Gestellte Aufgabe 1
Wie lautet der Abschnitt des Textes über die heutige Jugend von „Wie sieht es“ bis „Wald unserer Vorfahren?“? Gib ihn wortgetreu aus.
++++ Ausgewählter Auszug ++++
Wie sieht es hingegen mit der heutigen Jugend aus? Ist die Welt angesichts ansteigender Arbeitslosigkeit, zunehmender Zerstreuung in krank machenden Sinnlosigkeiten und überall um sich greifender Perspektivlosigkeit für junge Menschen, denen so früh wie möglich die Wünsche und Visionen geraubt und zerschmettert werden etwa ein weniger gefährlicher Ort geworden? Ist diese Wildnis, der Dschungel der Zivilisation mit seiner stetig ansteigenden Zahl mit Antidepressiva behandelten Kindern und Jugendlichen weniger beängstigend oder schauriger als der dunkle Wald unserer Vorfahren?

Waghalsige Mutproben, der „Kicks“ wegen, unterdrückte Aggressionen, Entwurzelung, Depressionen, Lebensängste und –müdigkeiten nie überwundene Traumata, in Watte verpackt, behütet und niemals dem ausgesetzt, was unsere Nachkommen heil, groß, klar und mutig werden lässt, sind das heutige Szenario. Die Unterdrückung der Furcht, ja sogar die Negation und vollkommene Verweigerung der den Menschen innewohnenden Ur-Ängste setzen sich seit Generationen ungehindert fort. Ängstliche Kinder werden zu ängstlichen Eltern und die bis an die Zähne bewaffnete Gesellschaft entsetzt sich angesichts ihrer eigenen Todesängste (denn das Leben endet zwangsläufig mit dem Tod) über unkontrollierbare, amoklaufende Schulgänger.
++++
Gestellte Aufgabe 2
Welche Zeilen der Datensätze enthalten das Wort „window“? Sammle sie alle unverändert.
++++ Auszüge aus Datensätzen ++++
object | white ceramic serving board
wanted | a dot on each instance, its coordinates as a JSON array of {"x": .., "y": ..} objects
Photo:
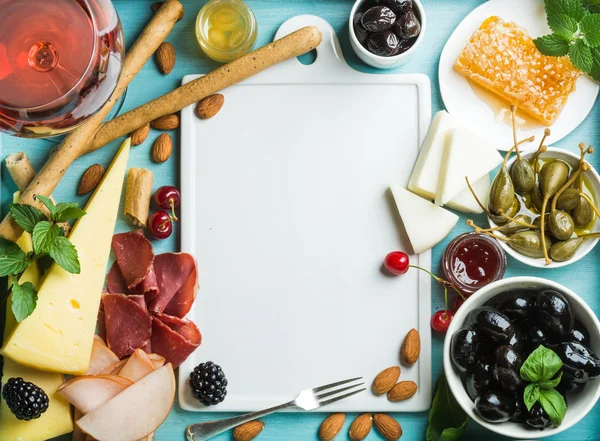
[{"x": 286, "y": 207}]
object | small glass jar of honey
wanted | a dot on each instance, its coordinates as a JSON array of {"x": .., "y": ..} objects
[{"x": 226, "y": 29}]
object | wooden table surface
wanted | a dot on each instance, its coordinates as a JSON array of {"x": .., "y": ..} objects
[{"x": 443, "y": 17}]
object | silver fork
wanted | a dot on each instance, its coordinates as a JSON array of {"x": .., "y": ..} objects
[{"x": 309, "y": 399}]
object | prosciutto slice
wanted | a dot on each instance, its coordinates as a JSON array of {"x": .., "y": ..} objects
[
  {"x": 174, "y": 338},
  {"x": 128, "y": 324}
]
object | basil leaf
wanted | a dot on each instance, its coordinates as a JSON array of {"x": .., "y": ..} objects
[
  {"x": 542, "y": 364},
  {"x": 24, "y": 300},
  {"x": 26, "y": 216},
  {"x": 554, "y": 404},
  {"x": 531, "y": 395},
  {"x": 447, "y": 420},
  {"x": 64, "y": 254}
]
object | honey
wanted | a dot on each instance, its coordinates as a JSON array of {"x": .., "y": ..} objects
[{"x": 226, "y": 29}]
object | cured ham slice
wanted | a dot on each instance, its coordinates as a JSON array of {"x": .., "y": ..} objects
[
  {"x": 134, "y": 256},
  {"x": 174, "y": 338},
  {"x": 128, "y": 324},
  {"x": 177, "y": 279}
]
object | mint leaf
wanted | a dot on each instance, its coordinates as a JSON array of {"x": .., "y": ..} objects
[
  {"x": 64, "y": 254},
  {"x": 531, "y": 395},
  {"x": 552, "y": 45},
  {"x": 590, "y": 26},
  {"x": 26, "y": 216},
  {"x": 44, "y": 234},
  {"x": 554, "y": 404},
  {"x": 563, "y": 26},
  {"x": 24, "y": 300},
  {"x": 13, "y": 259},
  {"x": 68, "y": 210},
  {"x": 581, "y": 56}
]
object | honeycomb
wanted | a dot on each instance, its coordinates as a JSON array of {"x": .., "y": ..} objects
[{"x": 502, "y": 58}]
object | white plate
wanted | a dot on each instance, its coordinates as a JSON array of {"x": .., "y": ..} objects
[
  {"x": 483, "y": 114},
  {"x": 286, "y": 206}
]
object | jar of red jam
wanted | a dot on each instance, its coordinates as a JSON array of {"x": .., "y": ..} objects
[{"x": 473, "y": 261}]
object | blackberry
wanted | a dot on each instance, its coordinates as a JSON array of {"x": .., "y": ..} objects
[
  {"x": 25, "y": 400},
  {"x": 208, "y": 383}
]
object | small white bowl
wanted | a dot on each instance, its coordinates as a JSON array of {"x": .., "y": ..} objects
[
  {"x": 380, "y": 62},
  {"x": 579, "y": 404},
  {"x": 594, "y": 179}
]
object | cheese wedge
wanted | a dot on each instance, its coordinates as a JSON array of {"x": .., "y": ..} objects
[
  {"x": 58, "y": 336},
  {"x": 465, "y": 155},
  {"x": 425, "y": 223}
]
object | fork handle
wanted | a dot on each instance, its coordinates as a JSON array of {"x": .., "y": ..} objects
[{"x": 205, "y": 431}]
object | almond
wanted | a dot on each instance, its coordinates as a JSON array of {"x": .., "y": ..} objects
[
  {"x": 90, "y": 179},
  {"x": 248, "y": 431},
  {"x": 402, "y": 391},
  {"x": 385, "y": 380},
  {"x": 209, "y": 106},
  {"x": 139, "y": 136},
  {"x": 411, "y": 347},
  {"x": 361, "y": 427},
  {"x": 165, "y": 58},
  {"x": 162, "y": 148},
  {"x": 331, "y": 426},
  {"x": 167, "y": 122},
  {"x": 388, "y": 427}
]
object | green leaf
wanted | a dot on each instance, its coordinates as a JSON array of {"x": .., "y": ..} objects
[
  {"x": 554, "y": 404},
  {"x": 563, "y": 26},
  {"x": 542, "y": 364},
  {"x": 44, "y": 234},
  {"x": 24, "y": 300},
  {"x": 64, "y": 254},
  {"x": 447, "y": 420},
  {"x": 570, "y": 8},
  {"x": 13, "y": 259},
  {"x": 581, "y": 56},
  {"x": 68, "y": 210},
  {"x": 531, "y": 395},
  {"x": 26, "y": 216},
  {"x": 590, "y": 26},
  {"x": 552, "y": 45}
]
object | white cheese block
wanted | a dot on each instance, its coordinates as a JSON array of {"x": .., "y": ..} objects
[
  {"x": 425, "y": 223},
  {"x": 466, "y": 203},
  {"x": 465, "y": 155},
  {"x": 424, "y": 178}
]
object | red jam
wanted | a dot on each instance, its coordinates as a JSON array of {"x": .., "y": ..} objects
[{"x": 473, "y": 261}]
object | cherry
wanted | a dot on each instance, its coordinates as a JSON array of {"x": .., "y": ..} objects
[
  {"x": 160, "y": 224},
  {"x": 397, "y": 262},
  {"x": 440, "y": 321}
]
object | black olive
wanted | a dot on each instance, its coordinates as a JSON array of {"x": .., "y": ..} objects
[
  {"x": 580, "y": 365},
  {"x": 496, "y": 405},
  {"x": 537, "y": 417},
  {"x": 378, "y": 18},
  {"x": 507, "y": 368},
  {"x": 554, "y": 312},
  {"x": 464, "y": 347}
]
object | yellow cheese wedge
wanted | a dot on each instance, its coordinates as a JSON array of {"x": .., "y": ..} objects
[{"x": 58, "y": 336}]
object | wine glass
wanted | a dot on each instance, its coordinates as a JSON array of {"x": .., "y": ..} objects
[{"x": 60, "y": 61}]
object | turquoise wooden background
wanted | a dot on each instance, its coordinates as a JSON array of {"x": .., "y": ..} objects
[{"x": 443, "y": 17}]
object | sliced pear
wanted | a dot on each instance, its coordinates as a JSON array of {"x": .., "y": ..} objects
[
  {"x": 425, "y": 223},
  {"x": 136, "y": 412}
]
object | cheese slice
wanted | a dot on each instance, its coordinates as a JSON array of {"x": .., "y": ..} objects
[
  {"x": 465, "y": 155},
  {"x": 425, "y": 223},
  {"x": 424, "y": 178},
  {"x": 58, "y": 335}
]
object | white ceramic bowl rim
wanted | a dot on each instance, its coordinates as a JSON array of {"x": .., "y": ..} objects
[{"x": 516, "y": 430}]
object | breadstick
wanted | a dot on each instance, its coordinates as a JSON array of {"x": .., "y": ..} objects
[
  {"x": 153, "y": 35},
  {"x": 293, "y": 45}
]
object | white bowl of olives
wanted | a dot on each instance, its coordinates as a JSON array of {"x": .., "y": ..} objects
[
  {"x": 498, "y": 335},
  {"x": 571, "y": 226}
]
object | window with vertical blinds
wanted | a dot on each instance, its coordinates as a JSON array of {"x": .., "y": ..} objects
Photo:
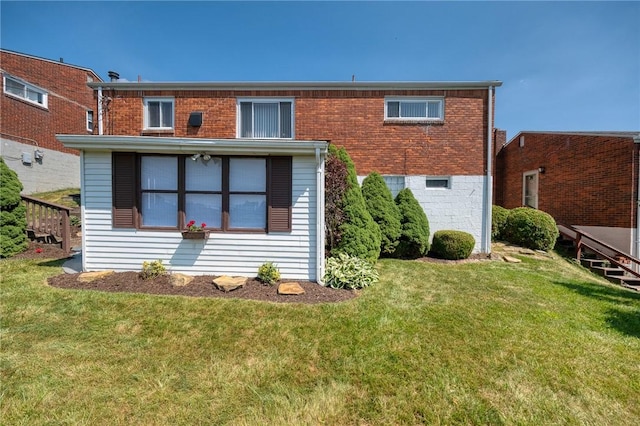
[{"x": 265, "y": 118}]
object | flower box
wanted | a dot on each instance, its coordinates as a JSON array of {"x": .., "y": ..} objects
[{"x": 195, "y": 235}]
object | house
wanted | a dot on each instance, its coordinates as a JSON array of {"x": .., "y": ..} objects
[
  {"x": 583, "y": 179},
  {"x": 248, "y": 160},
  {"x": 41, "y": 98}
]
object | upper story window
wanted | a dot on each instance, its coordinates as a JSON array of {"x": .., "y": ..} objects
[
  {"x": 414, "y": 109},
  {"x": 90, "y": 121},
  {"x": 25, "y": 91},
  {"x": 158, "y": 113},
  {"x": 265, "y": 118}
]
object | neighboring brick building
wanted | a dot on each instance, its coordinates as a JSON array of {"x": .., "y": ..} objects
[
  {"x": 435, "y": 138},
  {"x": 589, "y": 179},
  {"x": 41, "y": 98}
]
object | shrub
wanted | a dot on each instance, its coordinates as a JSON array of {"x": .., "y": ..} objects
[
  {"x": 13, "y": 215},
  {"x": 383, "y": 210},
  {"x": 414, "y": 236},
  {"x": 360, "y": 235},
  {"x": 349, "y": 272},
  {"x": 152, "y": 269},
  {"x": 452, "y": 245},
  {"x": 498, "y": 219},
  {"x": 268, "y": 273},
  {"x": 335, "y": 185},
  {"x": 531, "y": 228}
]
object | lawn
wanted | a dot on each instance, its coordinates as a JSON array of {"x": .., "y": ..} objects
[{"x": 540, "y": 342}]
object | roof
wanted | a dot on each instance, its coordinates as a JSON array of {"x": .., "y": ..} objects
[
  {"x": 52, "y": 61},
  {"x": 298, "y": 85},
  {"x": 615, "y": 134}
]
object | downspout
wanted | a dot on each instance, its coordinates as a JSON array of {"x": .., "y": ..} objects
[
  {"x": 100, "y": 128},
  {"x": 488, "y": 193},
  {"x": 320, "y": 217}
]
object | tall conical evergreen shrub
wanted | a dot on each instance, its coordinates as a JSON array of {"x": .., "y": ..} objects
[
  {"x": 384, "y": 211},
  {"x": 360, "y": 235},
  {"x": 414, "y": 237},
  {"x": 13, "y": 220}
]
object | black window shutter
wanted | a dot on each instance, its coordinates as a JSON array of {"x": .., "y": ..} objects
[
  {"x": 124, "y": 189},
  {"x": 280, "y": 181}
]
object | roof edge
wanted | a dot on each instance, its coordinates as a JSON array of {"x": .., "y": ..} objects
[{"x": 298, "y": 85}]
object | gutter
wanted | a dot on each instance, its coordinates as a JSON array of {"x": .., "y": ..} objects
[{"x": 297, "y": 85}]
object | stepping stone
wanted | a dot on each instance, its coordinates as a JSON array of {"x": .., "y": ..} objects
[
  {"x": 180, "y": 280},
  {"x": 227, "y": 283},
  {"x": 87, "y": 277},
  {"x": 290, "y": 289}
]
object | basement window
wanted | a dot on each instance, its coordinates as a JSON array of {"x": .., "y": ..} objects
[{"x": 22, "y": 90}]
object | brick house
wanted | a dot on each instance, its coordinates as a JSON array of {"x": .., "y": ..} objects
[
  {"x": 41, "y": 98},
  {"x": 584, "y": 179},
  {"x": 433, "y": 137}
]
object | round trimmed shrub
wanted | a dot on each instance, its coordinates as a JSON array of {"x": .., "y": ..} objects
[
  {"x": 531, "y": 228},
  {"x": 13, "y": 217},
  {"x": 452, "y": 245},
  {"x": 414, "y": 236},
  {"x": 498, "y": 219},
  {"x": 384, "y": 211}
]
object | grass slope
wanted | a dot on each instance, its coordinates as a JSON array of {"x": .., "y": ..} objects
[{"x": 541, "y": 342}]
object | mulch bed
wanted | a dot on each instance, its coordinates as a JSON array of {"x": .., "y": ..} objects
[{"x": 201, "y": 286}]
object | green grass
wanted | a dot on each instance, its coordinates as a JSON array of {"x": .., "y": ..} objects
[
  {"x": 61, "y": 197},
  {"x": 541, "y": 342}
]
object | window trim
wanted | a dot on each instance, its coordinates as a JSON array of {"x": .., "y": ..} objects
[
  {"x": 161, "y": 99},
  {"x": 426, "y": 99},
  {"x": 436, "y": 179},
  {"x": 89, "y": 121},
  {"x": 127, "y": 193},
  {"x": 265, "y": 100},
  {"x": 25, "y": 98}
]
++++
Vollständige Antwort 1
Wie sieht es hingegen mit der heutigen Jugend aus? Ist die Welt angesichts ansteigender Arbeitslosigkeit, zunehmender Zerstreuung in krank machenden Sinnlosigkeiten und überall um sich greifender Perspektivlosigkeit für junge Menschen, denen so früh wie möglich die Wünsche und Visionen geraubt und zerschmettert werden etwa ein weniger gefährlicher Ort geworden? Ist diese Wildnis, der Dschungel der Zivilisation mit seiner stetig ansteigenden Zahl mit Antidepressiva behandelten Kindern und Jugendlichen weniger beängstigend oder schauriger als der dunkle Wald unserer Vorfahren?

Vollständige Antwort 2
object | window with vertical blinds
object | upper story window
object | black window shutter
object | basement window
object | window trim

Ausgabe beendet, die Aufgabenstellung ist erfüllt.